* **Exercise directions**: Enumerate every line of the records below that contains the string "orchid", copying each such line in full. Matching is case-sensitive.

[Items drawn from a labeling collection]

*****

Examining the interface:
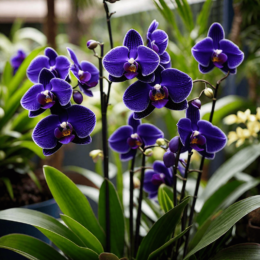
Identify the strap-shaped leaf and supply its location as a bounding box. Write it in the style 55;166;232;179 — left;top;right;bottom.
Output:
43;166;105;245
0;234;66;260
98;180;125;257
136;197;190;260
148;226;191;260
184;195;260;259
61;215;104;254
210;243;260;260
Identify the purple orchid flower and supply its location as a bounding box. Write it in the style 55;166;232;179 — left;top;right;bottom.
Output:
21;69;72;117
144;161;173;199
32;105;96;156
27;47;70;83
11;50;26;74
191;23;244;74
67;48;99;97
123;66;193;119
103;29;160;82
108;114;164;161
177;101;227;159
146;20;171;69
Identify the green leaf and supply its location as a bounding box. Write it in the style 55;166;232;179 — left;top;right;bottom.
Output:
148;226;191;260
184;195;260;259
43;166;105;245
136;197;190;260
2;61;13;86
0;177;14;199
8;47;45;97
200;145;260;200
64;166;104;188
0;208;84;246
200;95;245;125
98;180;125;256
99;253;119;260
210;243;260;260
0;234;66;260
61;215;104;254
158;184;173;213
27;170;42;191
196;0;212;35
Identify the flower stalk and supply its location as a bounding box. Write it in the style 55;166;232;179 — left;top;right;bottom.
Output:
183;71;230;257
134;153;145;256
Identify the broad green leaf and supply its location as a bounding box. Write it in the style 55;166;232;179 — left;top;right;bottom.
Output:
197;0;212;35
8;47;45;97
158;184;173;213
27;170;42;191
196;181;243;226
61;215;104;254
200;95;245;125
210;243;260;260
136;197;190;260
99;253;119;260
0;177;14;199
0;208;84;246
64;166;104;188
184;195;260;259
201;145;260;200
98;180;125;256
148;227;191;260
0;234;66;260
43;166;105;245
2;61;13;86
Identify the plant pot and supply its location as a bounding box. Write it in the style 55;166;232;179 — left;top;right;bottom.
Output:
0;199;60;260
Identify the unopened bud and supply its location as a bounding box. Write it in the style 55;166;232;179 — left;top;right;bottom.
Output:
134;176;140;189
191;99;201;109
106;0;120;4
144;149;153;157
204;88;214;98
89;150;104;163
87;40;99;50
169;136;180;153
156;138;166;146
73;90;83;105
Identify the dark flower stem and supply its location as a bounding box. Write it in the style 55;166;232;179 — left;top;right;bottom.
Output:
172;139;182;207
134;153;145;256
183;72;230;257
103;0;114;49
129;156;135;259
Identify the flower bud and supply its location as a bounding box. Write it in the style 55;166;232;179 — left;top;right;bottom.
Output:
204;88;214;98
89;150;104;163
144;149;153;157
191;99;201;109
163;149;175;168
156;138;166;146
87;40;98;50
73;90;83;105
169;136;180;153
0;151;5;161
106;0;119;4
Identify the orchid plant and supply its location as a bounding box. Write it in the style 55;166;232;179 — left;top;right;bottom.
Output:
0;1;260;260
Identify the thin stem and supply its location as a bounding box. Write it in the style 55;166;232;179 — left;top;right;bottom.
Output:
172;139;182;207
193;79;215;89
134;154;145;256
103;0;114;49
183;72;230;257
98;44;110;252
129;156;135;260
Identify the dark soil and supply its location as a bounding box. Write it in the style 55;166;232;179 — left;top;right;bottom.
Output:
0;170;53;210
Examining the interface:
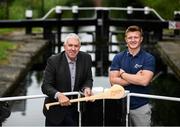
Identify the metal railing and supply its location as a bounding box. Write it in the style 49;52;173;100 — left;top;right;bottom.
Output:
40;5;165;21
126;91;180;127
0;90;180;127
0;92;82;127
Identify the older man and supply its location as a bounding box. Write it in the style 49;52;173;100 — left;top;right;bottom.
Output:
42;33;93;126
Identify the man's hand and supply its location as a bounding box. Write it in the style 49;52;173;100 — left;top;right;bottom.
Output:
84;87;92;97
58;93;71;106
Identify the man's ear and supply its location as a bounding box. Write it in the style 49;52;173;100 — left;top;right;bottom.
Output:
141;37;144;42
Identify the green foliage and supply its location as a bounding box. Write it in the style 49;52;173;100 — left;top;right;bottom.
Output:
139;0;180;20
0;41;16;61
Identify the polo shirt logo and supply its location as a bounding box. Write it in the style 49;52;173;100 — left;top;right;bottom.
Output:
134;64;142;68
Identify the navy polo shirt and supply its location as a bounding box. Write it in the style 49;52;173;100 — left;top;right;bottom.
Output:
110;49;155;109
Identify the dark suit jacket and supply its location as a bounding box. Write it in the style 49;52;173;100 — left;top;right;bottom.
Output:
41;51;93;124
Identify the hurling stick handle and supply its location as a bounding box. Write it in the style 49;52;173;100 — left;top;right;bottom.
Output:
46;96;96;110
46;102;59;110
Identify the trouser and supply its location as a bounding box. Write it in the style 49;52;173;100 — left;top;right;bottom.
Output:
45;108;79;127
129;104;151;127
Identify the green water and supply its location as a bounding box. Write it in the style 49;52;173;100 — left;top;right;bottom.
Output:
151;74;180;126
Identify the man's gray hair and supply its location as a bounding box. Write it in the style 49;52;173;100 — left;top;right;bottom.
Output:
64;33;81;45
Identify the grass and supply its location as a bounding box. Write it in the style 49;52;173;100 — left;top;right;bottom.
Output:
0;41;17;64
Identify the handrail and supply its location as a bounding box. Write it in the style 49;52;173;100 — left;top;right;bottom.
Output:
0;92;80;101
0;91;82;127
126;91;180;127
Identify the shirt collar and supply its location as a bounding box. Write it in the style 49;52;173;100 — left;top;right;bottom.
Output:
126;49;142;57
65;53;77;63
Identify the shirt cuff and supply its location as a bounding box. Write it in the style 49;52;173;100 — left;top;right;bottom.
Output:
54;92;60;100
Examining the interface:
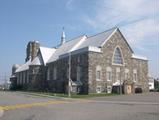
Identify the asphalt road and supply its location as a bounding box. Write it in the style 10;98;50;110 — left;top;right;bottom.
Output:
0;92;159;120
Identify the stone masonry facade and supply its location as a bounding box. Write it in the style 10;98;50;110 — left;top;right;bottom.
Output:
11;29;149;94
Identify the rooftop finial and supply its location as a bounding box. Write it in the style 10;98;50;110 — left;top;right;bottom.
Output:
61;27;66;45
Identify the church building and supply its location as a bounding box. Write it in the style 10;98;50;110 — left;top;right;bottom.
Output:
11;28;149;94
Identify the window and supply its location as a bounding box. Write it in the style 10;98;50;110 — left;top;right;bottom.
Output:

*****

* **Exercise answer**:
Identify the purple orchid flower and supply its location as a bounding box. Write it in the style 55;166;232;179 — left;top;right;bottom.
Identify the orchid plant and supply its location as a bounding box. Write it in the style 55;166;232;179 — left;top;right;bottom.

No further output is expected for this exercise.